Collected data entries
*-*-*

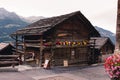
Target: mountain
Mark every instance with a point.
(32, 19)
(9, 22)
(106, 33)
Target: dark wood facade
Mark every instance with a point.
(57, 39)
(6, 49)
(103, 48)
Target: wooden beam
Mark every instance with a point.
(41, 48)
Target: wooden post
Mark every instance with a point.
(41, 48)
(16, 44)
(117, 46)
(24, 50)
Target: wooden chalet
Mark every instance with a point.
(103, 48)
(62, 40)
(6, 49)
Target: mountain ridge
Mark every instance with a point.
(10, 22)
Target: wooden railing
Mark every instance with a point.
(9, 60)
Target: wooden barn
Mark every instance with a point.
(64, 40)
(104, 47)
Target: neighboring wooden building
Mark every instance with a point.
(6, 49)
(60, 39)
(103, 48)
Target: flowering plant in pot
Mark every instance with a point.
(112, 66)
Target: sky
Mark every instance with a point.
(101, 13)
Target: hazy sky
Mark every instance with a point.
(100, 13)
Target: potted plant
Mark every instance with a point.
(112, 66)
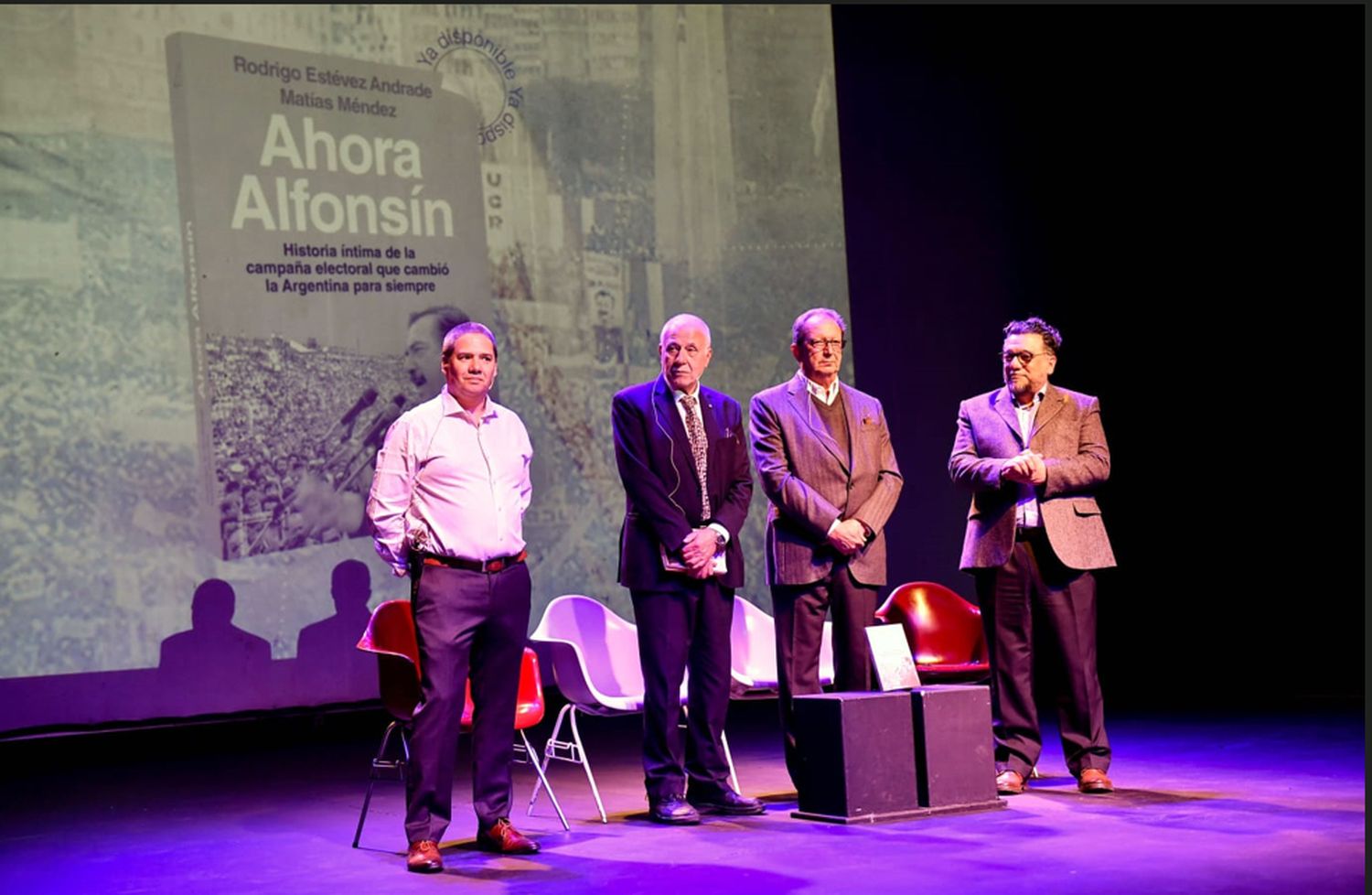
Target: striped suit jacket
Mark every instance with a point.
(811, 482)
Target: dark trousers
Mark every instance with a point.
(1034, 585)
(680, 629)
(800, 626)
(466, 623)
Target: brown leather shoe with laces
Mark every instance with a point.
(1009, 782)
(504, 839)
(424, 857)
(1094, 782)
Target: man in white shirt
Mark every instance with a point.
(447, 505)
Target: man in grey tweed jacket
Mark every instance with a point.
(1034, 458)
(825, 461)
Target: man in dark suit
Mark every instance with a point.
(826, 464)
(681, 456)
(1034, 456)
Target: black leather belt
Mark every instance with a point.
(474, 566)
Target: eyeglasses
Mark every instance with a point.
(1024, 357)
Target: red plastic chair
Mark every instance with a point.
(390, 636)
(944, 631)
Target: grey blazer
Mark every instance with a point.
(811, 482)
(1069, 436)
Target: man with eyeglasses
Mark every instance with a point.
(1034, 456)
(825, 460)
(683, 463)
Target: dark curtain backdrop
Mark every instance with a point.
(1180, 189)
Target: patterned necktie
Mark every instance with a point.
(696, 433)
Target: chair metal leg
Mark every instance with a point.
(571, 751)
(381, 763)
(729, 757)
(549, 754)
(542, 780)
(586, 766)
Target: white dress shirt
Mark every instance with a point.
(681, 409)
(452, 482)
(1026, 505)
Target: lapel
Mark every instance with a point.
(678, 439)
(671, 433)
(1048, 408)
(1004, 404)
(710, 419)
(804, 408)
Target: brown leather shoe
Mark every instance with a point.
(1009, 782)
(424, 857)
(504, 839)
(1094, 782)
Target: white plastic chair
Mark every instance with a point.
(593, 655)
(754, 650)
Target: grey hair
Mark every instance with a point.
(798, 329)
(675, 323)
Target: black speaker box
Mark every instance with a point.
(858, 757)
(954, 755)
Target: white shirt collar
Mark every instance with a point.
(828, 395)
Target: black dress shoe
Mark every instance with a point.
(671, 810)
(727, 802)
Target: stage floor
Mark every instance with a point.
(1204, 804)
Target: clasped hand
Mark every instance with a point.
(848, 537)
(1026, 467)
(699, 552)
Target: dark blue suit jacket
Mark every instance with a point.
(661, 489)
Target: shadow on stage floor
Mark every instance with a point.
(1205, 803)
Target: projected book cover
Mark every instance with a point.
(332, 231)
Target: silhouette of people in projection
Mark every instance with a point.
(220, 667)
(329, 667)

*-*-*

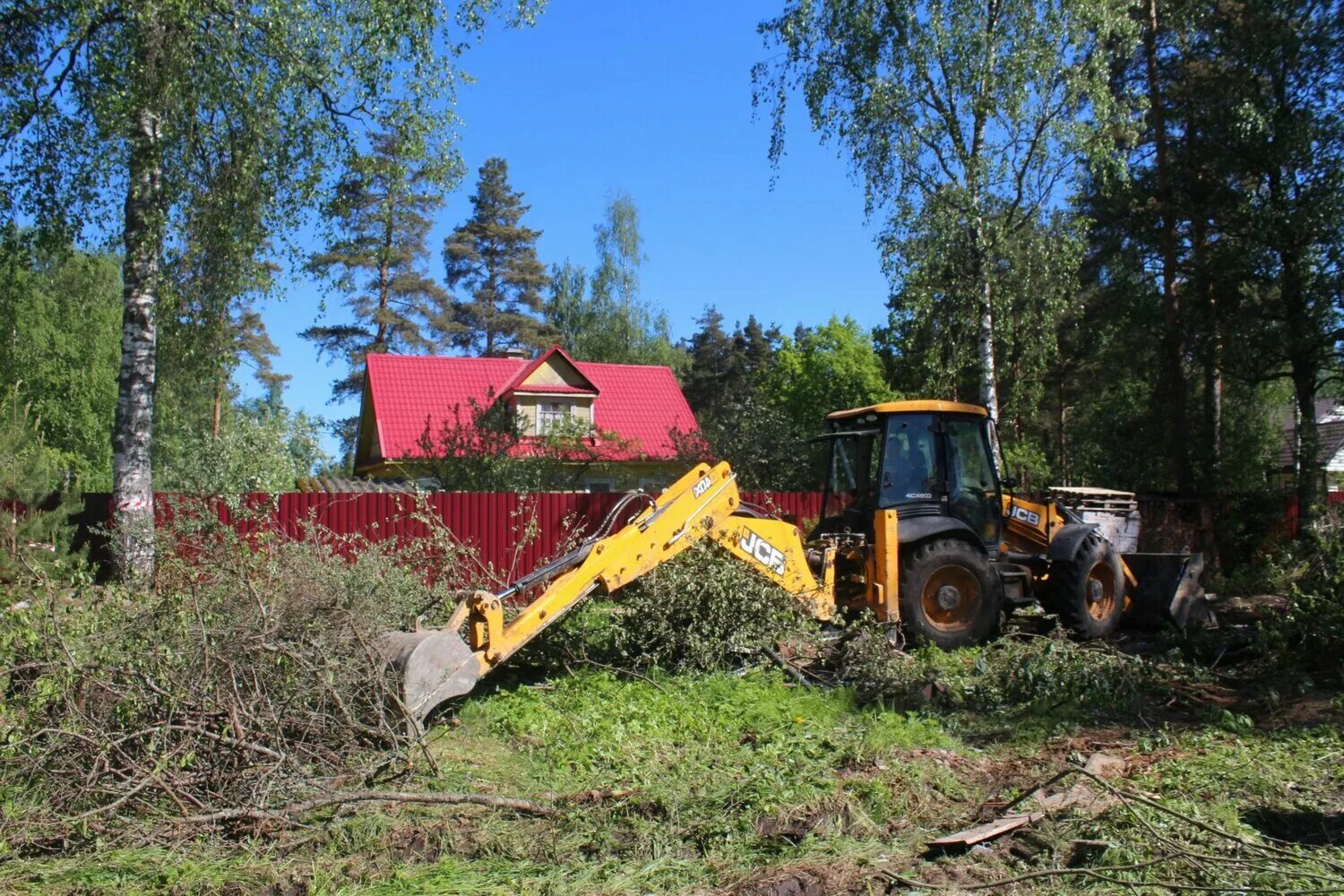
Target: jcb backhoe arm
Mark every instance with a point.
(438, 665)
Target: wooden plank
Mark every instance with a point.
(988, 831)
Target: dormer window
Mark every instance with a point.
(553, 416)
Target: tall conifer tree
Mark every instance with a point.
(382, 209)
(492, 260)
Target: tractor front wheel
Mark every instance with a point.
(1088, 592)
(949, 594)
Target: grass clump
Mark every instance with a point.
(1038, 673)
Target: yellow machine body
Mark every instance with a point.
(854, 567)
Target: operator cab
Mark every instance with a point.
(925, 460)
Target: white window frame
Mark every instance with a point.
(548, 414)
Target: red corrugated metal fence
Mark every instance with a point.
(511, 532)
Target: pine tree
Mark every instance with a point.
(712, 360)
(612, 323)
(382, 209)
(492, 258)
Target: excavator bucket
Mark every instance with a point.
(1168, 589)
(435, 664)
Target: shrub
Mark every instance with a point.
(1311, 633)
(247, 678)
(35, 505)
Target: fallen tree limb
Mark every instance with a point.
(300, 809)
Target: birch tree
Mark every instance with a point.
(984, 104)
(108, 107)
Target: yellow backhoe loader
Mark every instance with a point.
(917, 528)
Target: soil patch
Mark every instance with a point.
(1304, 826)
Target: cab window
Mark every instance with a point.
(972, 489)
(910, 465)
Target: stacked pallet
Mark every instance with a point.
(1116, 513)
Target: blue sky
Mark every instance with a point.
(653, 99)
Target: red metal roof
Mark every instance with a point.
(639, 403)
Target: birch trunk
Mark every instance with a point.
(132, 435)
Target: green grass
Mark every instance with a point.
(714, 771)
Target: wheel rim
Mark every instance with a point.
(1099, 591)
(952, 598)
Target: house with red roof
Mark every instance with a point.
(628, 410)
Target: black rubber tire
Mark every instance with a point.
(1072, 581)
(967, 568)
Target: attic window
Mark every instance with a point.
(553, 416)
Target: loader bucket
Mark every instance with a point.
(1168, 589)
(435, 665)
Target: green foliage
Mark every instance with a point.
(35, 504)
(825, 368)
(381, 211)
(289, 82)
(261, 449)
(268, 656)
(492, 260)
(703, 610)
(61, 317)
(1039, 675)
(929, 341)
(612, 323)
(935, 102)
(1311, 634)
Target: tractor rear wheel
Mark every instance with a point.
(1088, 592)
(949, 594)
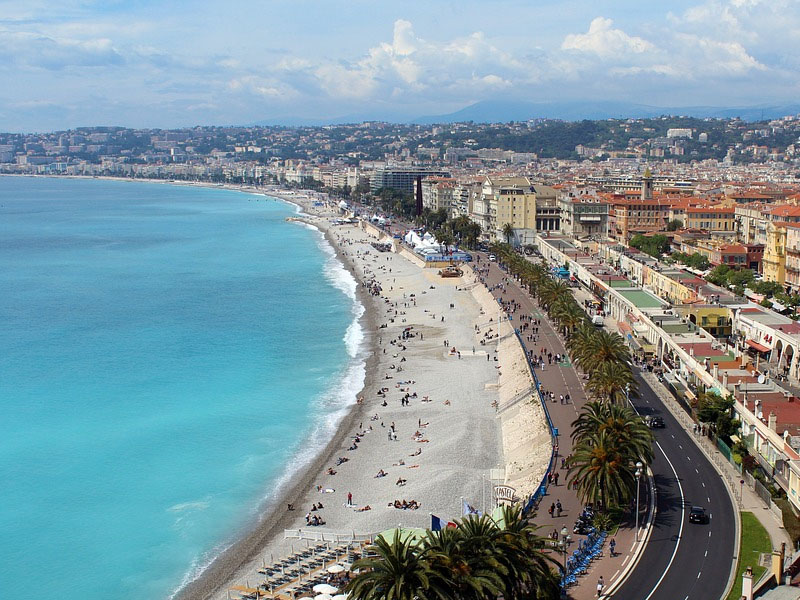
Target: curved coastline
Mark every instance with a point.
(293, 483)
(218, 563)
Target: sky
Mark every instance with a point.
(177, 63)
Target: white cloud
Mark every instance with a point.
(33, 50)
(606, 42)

*-*-*

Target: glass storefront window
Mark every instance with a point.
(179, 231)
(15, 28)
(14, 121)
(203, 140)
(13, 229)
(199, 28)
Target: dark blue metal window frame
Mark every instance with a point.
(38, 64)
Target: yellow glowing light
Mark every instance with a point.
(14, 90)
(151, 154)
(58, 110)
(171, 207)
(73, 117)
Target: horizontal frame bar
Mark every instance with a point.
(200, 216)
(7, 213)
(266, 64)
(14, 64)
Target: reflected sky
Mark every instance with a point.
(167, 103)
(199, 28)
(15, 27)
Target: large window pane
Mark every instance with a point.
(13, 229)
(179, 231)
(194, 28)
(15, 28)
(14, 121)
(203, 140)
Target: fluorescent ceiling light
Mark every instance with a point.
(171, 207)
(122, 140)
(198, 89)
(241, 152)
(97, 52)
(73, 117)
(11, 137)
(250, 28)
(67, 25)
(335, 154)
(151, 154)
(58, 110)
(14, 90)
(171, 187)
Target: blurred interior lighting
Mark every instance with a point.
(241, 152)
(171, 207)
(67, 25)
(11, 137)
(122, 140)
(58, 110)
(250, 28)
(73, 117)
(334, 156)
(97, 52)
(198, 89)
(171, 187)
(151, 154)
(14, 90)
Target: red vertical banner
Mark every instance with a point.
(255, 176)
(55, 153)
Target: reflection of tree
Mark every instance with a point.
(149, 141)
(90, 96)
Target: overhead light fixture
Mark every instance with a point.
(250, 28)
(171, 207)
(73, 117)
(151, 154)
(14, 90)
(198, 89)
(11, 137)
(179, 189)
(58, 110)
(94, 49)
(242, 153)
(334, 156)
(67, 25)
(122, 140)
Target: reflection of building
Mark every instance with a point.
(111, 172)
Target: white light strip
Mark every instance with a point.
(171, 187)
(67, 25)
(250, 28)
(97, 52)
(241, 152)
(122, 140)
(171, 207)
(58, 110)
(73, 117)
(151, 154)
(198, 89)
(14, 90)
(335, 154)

*-*-*

OBJECTIVE: Revise the stretch from the line containing "Target: chair metal leg" through the line containing "(1026, 505)", swapping "dress shirt" for "button-up shirt" and keeping everything else unchanged.

ANSWER TO THIS TASK:
Target: chair metal leg
Mark every instance with a point.
(571, 751)
(381, 763)
(729, 757)
(549, 754)
(542, 780)
(586, 766)
Target: white button-up shirt
Mark every instance with a point.
(681, 409)
(452, 482)
(1026, 505)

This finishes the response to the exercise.